### Supplied entries
———
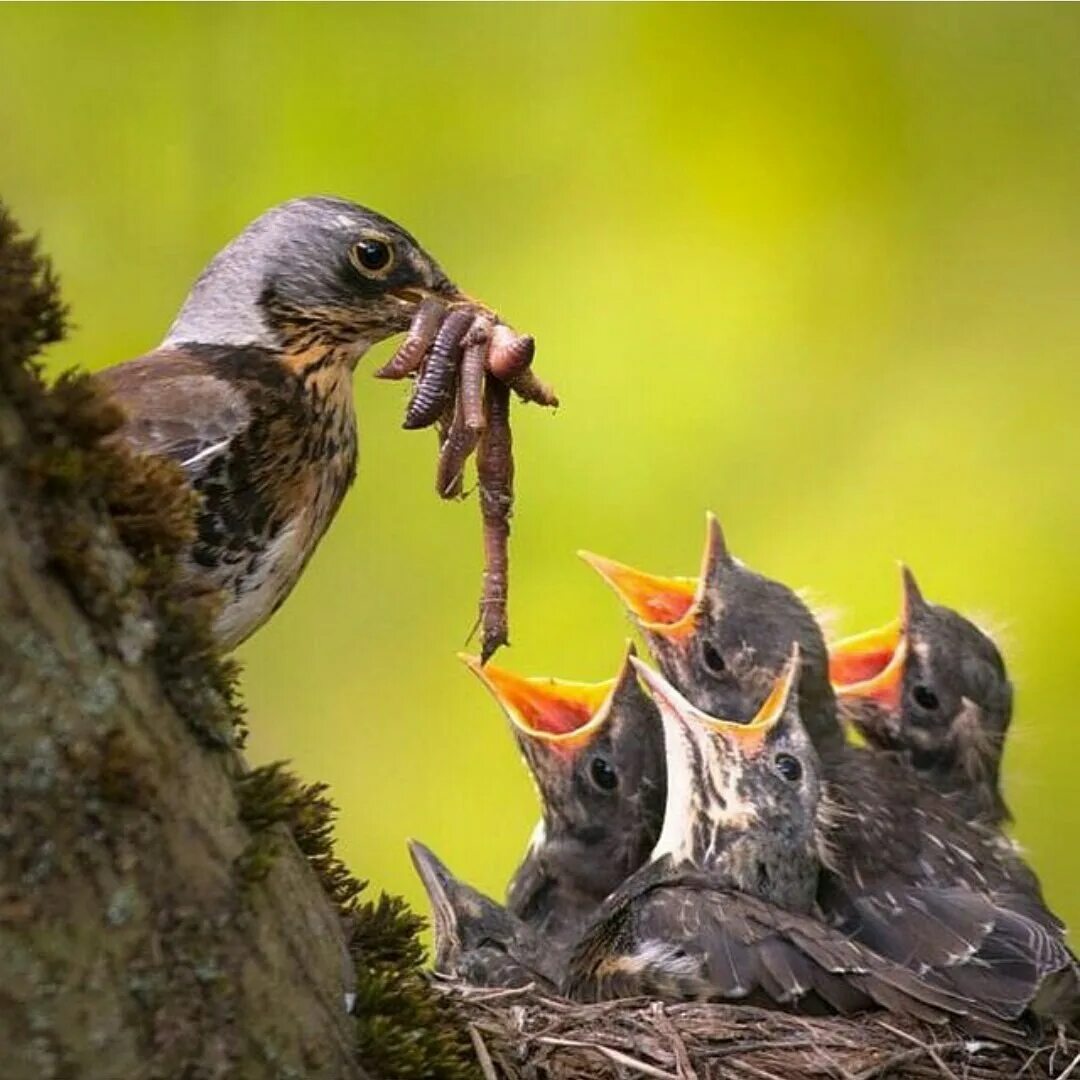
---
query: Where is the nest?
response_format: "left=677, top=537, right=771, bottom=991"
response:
left=436, top=977, right=1080, bottom=1080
———
### The problem
Rewrite the lines of the listing above as a numbered list, omitting any blank lines and leaving the pictures out of the answer.

### Answer to this exercise
1. ---
2. query: Where is the nest?
3. response_format: "left=677, top=537, right=771, bottom=991"
4. response:
5. left=436, top=977, right=1080, bottom=1080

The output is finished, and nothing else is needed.